#### Aim
Gather every line of the items below that contains the word "window", and copy each of those lines in full.

#### Provided records
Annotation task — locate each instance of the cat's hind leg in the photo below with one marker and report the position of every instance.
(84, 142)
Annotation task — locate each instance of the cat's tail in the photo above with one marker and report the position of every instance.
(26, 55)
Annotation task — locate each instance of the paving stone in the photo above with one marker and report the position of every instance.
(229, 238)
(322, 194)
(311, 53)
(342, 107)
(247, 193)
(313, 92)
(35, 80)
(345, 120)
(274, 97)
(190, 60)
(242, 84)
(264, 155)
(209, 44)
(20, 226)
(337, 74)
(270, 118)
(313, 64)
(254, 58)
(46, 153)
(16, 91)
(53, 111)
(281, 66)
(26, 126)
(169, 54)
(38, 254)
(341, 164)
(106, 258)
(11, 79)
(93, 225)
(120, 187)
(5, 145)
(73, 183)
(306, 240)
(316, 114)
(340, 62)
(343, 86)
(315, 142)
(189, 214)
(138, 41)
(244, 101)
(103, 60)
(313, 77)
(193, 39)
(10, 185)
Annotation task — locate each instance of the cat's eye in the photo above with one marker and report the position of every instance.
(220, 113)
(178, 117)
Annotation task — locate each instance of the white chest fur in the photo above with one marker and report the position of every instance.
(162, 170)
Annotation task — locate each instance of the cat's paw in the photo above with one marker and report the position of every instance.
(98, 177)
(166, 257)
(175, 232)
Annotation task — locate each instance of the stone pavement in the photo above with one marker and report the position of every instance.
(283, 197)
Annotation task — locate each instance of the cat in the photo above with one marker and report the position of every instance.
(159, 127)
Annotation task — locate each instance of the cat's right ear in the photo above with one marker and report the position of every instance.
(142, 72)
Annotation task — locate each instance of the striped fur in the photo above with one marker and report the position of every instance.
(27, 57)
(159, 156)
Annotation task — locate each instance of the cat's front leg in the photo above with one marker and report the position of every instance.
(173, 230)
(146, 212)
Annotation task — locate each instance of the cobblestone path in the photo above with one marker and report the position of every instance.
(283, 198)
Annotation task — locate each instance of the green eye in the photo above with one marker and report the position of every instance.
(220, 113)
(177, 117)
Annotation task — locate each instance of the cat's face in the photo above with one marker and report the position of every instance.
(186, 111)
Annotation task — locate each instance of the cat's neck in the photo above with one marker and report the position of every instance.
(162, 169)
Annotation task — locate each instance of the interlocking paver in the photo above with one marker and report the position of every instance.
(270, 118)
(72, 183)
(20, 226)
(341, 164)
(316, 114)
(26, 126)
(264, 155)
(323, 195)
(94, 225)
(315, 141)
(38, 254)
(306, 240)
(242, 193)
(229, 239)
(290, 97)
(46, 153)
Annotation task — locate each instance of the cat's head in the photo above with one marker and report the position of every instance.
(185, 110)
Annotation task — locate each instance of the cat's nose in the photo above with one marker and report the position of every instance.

==

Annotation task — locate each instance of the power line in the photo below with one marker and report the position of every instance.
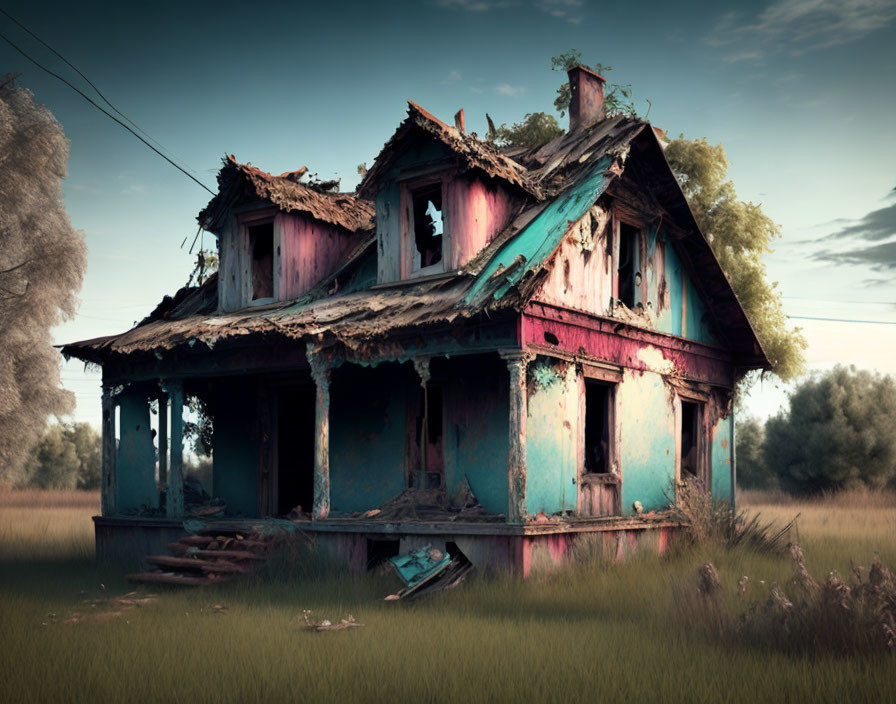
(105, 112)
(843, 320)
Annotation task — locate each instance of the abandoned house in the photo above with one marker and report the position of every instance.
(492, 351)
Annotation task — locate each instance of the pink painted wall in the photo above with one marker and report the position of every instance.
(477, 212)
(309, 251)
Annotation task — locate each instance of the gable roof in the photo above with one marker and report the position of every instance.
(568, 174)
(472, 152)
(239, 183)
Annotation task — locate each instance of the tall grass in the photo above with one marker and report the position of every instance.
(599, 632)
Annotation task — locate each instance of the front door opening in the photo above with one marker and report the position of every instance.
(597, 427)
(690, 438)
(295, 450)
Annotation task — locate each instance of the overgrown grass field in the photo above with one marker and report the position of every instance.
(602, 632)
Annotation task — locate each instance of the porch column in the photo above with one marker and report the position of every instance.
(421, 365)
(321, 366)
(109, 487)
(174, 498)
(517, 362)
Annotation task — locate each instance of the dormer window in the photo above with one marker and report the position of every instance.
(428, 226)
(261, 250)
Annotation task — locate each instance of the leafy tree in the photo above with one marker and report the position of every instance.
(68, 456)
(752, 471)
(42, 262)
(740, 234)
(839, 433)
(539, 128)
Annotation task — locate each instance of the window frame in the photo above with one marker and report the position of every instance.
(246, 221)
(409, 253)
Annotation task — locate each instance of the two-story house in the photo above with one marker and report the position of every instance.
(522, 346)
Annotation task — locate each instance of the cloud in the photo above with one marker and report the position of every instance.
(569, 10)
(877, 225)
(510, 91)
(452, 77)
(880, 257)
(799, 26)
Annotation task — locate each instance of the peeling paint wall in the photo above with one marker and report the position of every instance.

#### The result
Annotation task — locate each instance of the dormer window in the photo above with one marker and report the position of every instance.
Annotation task — locate each instance of the window frame in the photo above with one marker and report the position of every instance.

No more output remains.